[Dataset entries]
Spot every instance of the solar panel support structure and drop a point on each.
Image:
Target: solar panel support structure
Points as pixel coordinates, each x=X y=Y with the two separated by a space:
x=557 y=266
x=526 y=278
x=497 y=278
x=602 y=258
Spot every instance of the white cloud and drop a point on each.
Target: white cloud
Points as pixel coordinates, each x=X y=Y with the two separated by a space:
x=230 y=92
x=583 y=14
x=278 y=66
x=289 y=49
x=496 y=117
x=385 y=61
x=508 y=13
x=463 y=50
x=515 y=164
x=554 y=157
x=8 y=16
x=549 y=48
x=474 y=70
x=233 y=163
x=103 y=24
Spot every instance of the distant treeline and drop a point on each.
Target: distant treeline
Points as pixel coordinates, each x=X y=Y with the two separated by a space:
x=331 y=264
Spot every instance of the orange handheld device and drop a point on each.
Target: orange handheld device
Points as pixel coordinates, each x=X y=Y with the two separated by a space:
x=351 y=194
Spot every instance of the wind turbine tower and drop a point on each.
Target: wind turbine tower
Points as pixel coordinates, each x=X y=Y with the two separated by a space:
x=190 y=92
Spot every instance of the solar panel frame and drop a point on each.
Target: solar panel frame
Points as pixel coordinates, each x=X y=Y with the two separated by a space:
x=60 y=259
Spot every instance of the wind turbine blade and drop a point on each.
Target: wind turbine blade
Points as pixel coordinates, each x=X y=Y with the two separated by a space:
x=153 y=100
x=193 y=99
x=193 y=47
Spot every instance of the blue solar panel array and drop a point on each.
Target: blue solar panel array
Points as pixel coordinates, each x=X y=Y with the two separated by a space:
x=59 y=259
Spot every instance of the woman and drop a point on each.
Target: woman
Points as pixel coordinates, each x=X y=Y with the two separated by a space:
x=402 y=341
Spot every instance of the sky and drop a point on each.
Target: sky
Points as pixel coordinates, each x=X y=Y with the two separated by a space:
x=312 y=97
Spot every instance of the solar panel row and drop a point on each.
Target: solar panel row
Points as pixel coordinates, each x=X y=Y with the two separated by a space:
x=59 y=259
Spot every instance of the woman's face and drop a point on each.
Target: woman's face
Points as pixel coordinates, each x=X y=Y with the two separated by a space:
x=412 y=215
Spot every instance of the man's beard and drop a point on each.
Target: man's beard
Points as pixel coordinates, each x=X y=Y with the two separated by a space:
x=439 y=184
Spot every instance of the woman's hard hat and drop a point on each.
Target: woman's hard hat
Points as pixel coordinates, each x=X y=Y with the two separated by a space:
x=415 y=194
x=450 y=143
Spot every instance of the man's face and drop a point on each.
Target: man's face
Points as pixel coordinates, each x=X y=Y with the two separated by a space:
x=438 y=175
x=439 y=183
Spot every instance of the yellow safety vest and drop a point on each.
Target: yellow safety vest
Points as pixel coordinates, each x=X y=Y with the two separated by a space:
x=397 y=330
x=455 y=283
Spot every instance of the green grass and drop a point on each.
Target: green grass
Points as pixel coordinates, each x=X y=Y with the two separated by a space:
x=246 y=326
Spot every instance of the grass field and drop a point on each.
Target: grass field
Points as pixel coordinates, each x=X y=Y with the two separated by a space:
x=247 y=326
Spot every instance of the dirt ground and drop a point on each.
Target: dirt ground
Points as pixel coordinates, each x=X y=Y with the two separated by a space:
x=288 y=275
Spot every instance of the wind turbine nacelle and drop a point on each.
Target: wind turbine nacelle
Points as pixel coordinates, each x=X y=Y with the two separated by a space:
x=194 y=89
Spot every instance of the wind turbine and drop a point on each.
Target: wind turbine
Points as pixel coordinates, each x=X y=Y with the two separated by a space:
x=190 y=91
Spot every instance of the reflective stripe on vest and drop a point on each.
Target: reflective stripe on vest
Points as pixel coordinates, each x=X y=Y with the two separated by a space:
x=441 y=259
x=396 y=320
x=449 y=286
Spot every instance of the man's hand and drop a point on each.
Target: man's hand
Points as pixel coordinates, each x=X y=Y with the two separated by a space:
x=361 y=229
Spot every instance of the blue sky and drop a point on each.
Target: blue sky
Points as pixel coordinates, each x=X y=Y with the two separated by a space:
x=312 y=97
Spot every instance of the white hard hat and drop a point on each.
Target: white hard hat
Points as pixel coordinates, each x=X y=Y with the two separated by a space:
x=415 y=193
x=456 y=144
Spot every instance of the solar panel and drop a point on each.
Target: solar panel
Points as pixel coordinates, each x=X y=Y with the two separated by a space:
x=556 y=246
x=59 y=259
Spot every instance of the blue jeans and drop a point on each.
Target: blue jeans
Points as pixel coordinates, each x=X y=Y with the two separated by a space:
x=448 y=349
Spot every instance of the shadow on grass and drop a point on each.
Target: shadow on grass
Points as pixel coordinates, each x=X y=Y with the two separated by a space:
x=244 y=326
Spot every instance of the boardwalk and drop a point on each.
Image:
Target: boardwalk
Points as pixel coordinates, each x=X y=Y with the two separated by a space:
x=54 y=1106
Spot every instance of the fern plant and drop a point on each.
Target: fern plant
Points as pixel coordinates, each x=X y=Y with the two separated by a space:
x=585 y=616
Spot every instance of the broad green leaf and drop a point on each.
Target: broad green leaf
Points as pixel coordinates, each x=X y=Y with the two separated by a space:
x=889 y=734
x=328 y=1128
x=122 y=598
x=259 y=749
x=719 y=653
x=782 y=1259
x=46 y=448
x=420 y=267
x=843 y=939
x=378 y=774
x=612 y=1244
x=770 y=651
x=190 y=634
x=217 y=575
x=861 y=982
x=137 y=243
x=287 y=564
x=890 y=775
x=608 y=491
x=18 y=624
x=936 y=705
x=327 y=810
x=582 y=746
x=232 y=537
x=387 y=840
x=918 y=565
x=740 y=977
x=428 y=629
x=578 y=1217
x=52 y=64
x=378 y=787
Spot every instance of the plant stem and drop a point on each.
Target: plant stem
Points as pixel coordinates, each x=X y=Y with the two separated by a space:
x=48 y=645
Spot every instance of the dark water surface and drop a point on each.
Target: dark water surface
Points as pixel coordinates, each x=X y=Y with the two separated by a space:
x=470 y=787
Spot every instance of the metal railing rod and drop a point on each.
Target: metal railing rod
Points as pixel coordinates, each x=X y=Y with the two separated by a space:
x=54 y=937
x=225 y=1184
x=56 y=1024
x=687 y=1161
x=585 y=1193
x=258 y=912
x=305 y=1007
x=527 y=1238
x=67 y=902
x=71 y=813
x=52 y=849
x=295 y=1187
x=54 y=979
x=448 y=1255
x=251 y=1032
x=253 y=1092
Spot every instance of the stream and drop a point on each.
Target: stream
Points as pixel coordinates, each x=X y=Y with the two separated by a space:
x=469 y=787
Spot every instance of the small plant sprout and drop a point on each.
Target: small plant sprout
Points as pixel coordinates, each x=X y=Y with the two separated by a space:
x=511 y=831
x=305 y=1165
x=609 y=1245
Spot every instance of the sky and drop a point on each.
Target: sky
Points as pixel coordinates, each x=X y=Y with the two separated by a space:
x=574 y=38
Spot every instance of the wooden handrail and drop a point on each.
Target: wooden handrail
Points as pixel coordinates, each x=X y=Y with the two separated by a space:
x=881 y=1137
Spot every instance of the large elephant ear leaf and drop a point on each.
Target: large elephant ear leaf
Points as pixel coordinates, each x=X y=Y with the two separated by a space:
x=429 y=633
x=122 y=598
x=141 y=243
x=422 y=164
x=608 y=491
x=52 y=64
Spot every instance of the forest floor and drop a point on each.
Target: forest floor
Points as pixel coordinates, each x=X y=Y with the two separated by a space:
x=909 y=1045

* **Task details**: Repeat the data in full, keeping each word exactly as it is.

* **Result of the exercise**:
Spot every instance of the solar panel support structure and drop a point on each.
Image:
Target: solar panel support structure
Points as pixel coordinates, each x=X y=Y with the two separated by a space:
x=557 y=266
x=526 y=278
x=497 y=278
x=602 y=258
Spot every instance of the white cloud and drop a point on each.
Target: white cloud
Points as pixel coordinates, each x=X y=Y with the two separated by a space:
x=230 y=92
x=583 y=14
x=278 y=66
x=289 y=49
x=496 y=117
x=385 y=61
x=508 y=13
x=463 y=50
x=515 y=164
x=554 y=157
x=8 y=16
x=549 y=48
x=474 y=70
x=233 y=163
x=103 y=24
Spot every instance of the distant treeline and drop a point on each.
Target: distant treeline
Points as pixel coordinates, each x=X y=Y with the two separated by a space:
x=331 y=264
Spot every instance of the orange handheld device and drop a point on each.
Target: orange handheld device
Points as pixel coordinates, each x=X y=Y with the two separated by a space:
x=351 y=194
Spot every instance of the wind turbine tower and drop a point on each.
Target: wind turbine tower
Points as pixel coordinates, each x=X y=Y with the two separated by a space:
x=190 y=92
Spot every instance of the solar panel frame and drop a point on each.
Target: solar panel frame
Points as pixel coordinates, each x=X y=Y with the two separated by a space:
x=60 y=259
Spot every instance of the wind turbine blade and drop a point on each.
Target: wind turbine blade
Points as pixel coordinates, each x=X y=Y with the two separated by a space:
x=153 y=100
x=193 y=99
x=193 y=47
Spot every instance of the blue solar panel array and drop a point on each.
Target: blue solar panel array
Points as pixel coordinates, each x=X y=Y with the two separated by a space:
x=59 y=259
Spot every instance of the woman and drop a point on each.
Target: woman
Points as pixel coordinates, each x=X y=Y with the two separated by a space:
x=402 y=341
Spot every instance of the sky and drop a point on each.
Target: sky
Points as pixel coordinates, each x=X y=Y with the two separated by a space:
x=312 y=97
Spot every instance of the solar panel row and drop a point on each.
Target: solar panel row
Points as pixel coordinates, each x=X y=Y with the two separated by a space:
x=59 y=259
Spot every instance of the woman's face and drop a point on each.
Target: woman's face
Points as pixel coordinates, each x=X y=Y with the two separated by a space:
x=412 y=215
Spot every instance of the man's beard and drop a point on each.
Target: man's beard
Points as pixel coordinates, each x=X y=Y with the two separated by a space:
x=439 y=184
Spot every instance of the woman's hard hat and drop a point on each.
Target: woman's hard hat
Points as pixel coordinates, each x=X y=Y with the two separated by a space:
x=415 y=194
x=450 y=143
Spot every instance of the man's face and drop a point on each.
Target: man's face
Points as pixel coordinates, each x=X y=Y with the two separated by a space:
x=438 y=175
x=439 y=183
Spot every instance of the yellow safety vest and drop a point on each.
Target: yellow safety vest
Points as pixel coordinates, each x=X y=Y with the two separated by a space:
x=397 y=330
x=455 y=283
Spot every instance of the green grass and drop a point on each.
Target: green grass
Points as pixel coordinates, each x=X y=Y with the two separated by a space:
x=246 y=326
Spot every instance of the grass field and drop a point on each.
Target: grass field
Points as pixel coordinates, each x=X y=Y with the two separated by a space:
x=247 y=326
Spot every instance of the dirt ground and drop a point on each.
Target: dirt ground
Points as pixel coordinates, each x=X y=Y with the two separated by a space:
x=288 y=275
Spot every instance of the wind turbine nacelle and drop a point on each.
Target: wind turbine nacelle
Points as pixel coordinates, each x=X y=Y with the two separated by a space:
x=194 y=89
Spot every instance of the wind turbine and drop a point on each.
Target: wind turbine
Points as pixel coordinates, each x=X y=Y with the two separated by a space:
x=190 y=91
Spot every instance of the reflective stripe on vest and drop a point on each.
Target: reflective stripe on vest
Points as pixel coordinates, each x=X y=Y with the two separated by a space:
x=441 y=259
x=396 y=320
x=449 y=286
Spot every instance of the man's hand and drop a point on each.
Target: man's hand
Points as pixel coordinates, each x=X y=Y with the two separated by a space:
x=361 y=229
Spot every instance of the blue sky and drop a point on each.
Target: blue sky
Points as pixel coordinates, each x=X y=Y with the two separated by a space:
x=312 y=97
Spot every instance of the white hard hat and drop a point on each.
Target: white hard hat
Points as pixel coordinates, each x=X y=Y with the two separated by a space:
x=415 y=193
x=456 y=144
Spot every instance of the solar panel and drop a point on each.
Target: solar panel
Points as pixel coordinates, each x=X y=Y with the two separated by a space:
x=556 y=246
x=59 y=259
Spot every instance of the blue jeans and drop a point on each.
Target: blue jeans
Points as pixel coordinates, each x=X y=Y with the two separated by a space:
x=448 y=349
Spot every instance of the shadow on grass and drop a point on each.
Target: shadow on grass
Points as pixel coordinates, each x=X y=Y with the two separated by a space:
x=244 y=326
Spot every instance of the boardwalk and drop a point on each.
Image:
Target: boardwalk
Points as pixel coordinates, each x=X y=Y with the two separated by a space:
x=54 y=1106
Spot every instance of the fern plant and drop a point on each.
Target: fern plant
Points as pixel coordinates, each x=X y=Y with the two separated by a space:
x=585 y=616
Spot every instance of the broad green leaf and drop a point on each.
Target: broad green leaf
Points as pixel coordinates, each x=X y=Y with the two separated by a space:
x=889 y=734
x=328 y=1128
x=122 y=598
x=259 y=749
x=719 y=653
x=782 y=1259
x=46 y=448
x=420 y=267
x=843 y=939
x=378 y=774
x=612 y=1244
x=770 y=651
x=190 y=634
x=217 y=575
x=861 y=982
x=137 y=243
x=287 y=564
x=890 y=775
x=608 y=491
x=18 y=624
x=936 y=705
x=327 y=810
x=582 y=746
x=232 y=537
x=387 y=840
x=918 y=565
x=740 y=977
x=428 y=629
x=578 y=1217
x=52 y=64
x=378 y=787
Spot every instance of the plant stem and drop a point on each.
Target: plant stem
Points as pixel coordinates, each x=X y=Y with the two separated by a space:
x=48 y=645
Spot every instance of the dark water surface and drop a point on each.
Target: dark water surface
Points as pixel coordinates, each x=X y=Y with the two separated by a space:
x=470 y=787
Spot every instance of the metal railing rod and drop a point on each.
Target: metal railing rod
Points as pixel coordinates, each x=X y=Y with the two separated by a space:
x=54 y=937
x=225 y=1184
x=56 y=1024
x=687 y=1161
x=585 y=1193
x=258 y=912
x=305 y=1007
x=527 y=1238
x=67 y=902
x=71 y=813
x=52 y=849
x=295 y=1187
x=54 y=979
x=448 y=1255
x=251 y=1032
x=253 y=1092
Spot every instance of the stream and drop a point on each.
Target: stream
Points as pixel coordinates, each x=X y=Y with the two separated by a space:
x=469 y=787
Spot every instance of the small plant sprout and drop a point on each.
Target: small plant sprout
Points as pixel coordinates, each x=X y=Y with the two separated by a space:
x=511 y=831
x=305 y=1165
x=609 y=1245
Spot every instance of the sky and drop a point on each.
Target: sky
Points as pixel coordinates, each x=X y=Y with the two separated by a space:
x=574 y=38
Spot every instance of the wooden handrail and drop a point on each.
Target: wooden handrail
Points as pixel coordinates, each x=X y=Y with the two separated by a space:
x=881 y=1137
Spot every instance of the large elephant ear leaf and drop a point on each.
Target: large elephant ear leaf
Points as pixel coordinates, each x=X y=Y with the two separated by a space:
x=429 y=633
x=122 y=598
x=141 y=243
x=422 y=164
x=608 y=491
x=52 y=64
Spot every instance of the forest floor and drop a point on each.
Target: forest floor
Points as pixel coordinates, each x=X y=Y with the two separated by a space:
x=909 y=1045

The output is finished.